(Referring expression data)
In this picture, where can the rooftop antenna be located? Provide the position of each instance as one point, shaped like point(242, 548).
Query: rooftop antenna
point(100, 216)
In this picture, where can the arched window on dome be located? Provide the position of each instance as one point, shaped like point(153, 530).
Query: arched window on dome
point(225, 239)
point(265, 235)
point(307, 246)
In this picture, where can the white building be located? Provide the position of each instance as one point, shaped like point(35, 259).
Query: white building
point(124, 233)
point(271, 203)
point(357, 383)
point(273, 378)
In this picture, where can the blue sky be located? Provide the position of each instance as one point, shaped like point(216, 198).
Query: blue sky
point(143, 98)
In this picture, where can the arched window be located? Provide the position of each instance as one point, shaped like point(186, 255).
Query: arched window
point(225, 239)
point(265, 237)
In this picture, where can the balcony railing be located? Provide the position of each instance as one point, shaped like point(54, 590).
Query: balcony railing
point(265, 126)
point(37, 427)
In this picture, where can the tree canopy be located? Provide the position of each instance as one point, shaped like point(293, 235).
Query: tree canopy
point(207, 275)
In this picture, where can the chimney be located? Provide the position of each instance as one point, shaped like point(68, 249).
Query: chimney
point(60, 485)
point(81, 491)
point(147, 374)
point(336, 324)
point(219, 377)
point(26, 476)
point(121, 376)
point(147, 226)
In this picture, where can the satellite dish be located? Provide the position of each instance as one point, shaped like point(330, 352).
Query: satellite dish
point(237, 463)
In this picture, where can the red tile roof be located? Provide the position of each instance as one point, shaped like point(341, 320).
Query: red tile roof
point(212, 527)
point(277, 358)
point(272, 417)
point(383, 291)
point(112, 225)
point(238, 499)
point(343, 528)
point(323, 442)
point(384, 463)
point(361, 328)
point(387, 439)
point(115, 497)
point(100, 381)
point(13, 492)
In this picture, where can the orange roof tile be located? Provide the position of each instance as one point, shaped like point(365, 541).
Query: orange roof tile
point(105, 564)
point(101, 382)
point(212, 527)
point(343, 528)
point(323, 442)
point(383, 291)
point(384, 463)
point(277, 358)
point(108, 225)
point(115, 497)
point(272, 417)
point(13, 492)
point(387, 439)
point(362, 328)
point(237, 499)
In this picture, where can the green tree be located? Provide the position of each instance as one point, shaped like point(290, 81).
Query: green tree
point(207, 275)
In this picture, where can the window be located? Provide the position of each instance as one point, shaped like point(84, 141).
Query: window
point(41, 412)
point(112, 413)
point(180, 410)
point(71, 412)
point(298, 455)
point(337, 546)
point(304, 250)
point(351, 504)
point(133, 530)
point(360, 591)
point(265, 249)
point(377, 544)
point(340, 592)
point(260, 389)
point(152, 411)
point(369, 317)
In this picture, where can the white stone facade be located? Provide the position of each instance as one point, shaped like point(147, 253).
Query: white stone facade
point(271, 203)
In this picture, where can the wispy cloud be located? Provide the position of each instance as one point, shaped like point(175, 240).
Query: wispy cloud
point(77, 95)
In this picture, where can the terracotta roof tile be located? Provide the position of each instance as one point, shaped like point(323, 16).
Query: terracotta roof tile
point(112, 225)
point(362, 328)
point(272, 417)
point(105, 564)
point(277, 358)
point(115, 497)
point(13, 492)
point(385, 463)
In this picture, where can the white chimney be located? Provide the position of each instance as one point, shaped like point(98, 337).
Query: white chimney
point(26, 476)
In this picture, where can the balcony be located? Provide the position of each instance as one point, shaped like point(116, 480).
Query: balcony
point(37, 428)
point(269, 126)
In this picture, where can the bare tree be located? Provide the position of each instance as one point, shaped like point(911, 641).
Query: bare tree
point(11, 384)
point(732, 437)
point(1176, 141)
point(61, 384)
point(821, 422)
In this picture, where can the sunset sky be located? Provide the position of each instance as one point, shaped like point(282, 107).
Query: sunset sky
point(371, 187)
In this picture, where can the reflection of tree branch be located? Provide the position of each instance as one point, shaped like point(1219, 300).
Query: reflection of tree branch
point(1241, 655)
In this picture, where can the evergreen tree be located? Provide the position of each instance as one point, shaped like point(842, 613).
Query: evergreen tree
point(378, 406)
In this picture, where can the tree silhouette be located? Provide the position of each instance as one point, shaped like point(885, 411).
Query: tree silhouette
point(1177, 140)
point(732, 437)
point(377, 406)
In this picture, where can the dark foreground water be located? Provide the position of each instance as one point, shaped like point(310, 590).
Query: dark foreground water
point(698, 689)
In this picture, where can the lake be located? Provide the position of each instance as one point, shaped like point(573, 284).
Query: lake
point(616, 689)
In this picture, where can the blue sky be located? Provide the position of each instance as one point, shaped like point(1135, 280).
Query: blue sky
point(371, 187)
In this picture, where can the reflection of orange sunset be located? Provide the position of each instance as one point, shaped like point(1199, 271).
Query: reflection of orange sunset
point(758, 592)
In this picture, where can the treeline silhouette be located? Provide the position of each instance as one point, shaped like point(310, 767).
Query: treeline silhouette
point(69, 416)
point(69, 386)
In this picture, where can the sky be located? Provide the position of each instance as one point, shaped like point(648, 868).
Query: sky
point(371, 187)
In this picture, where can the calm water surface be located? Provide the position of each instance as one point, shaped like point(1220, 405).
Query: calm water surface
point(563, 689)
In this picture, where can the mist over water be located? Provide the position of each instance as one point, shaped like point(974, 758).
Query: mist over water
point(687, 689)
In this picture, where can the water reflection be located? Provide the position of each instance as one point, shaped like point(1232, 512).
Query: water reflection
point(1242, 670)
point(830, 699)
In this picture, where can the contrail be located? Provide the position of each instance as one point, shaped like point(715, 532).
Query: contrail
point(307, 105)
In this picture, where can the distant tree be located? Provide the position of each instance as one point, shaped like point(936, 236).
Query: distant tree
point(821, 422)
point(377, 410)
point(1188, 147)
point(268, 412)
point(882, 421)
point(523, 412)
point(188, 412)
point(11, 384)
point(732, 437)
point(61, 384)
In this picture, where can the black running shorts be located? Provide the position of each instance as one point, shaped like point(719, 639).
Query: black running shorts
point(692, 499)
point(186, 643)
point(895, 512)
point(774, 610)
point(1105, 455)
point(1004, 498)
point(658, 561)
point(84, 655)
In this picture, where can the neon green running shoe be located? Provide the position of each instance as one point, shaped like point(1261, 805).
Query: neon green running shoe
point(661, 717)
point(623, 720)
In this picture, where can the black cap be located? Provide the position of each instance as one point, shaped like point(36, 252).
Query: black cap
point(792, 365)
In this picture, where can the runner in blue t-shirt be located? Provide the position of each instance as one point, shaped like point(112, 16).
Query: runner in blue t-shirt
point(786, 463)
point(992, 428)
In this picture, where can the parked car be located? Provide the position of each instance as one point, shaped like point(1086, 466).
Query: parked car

What is expected: The answer must consist of every line from the entries above that contains "parked".

Result for this exercise:
In this picture, where can the parked car be located? Provide the position of each instance as one point, shaped like point(1086, 466).
Query: parked car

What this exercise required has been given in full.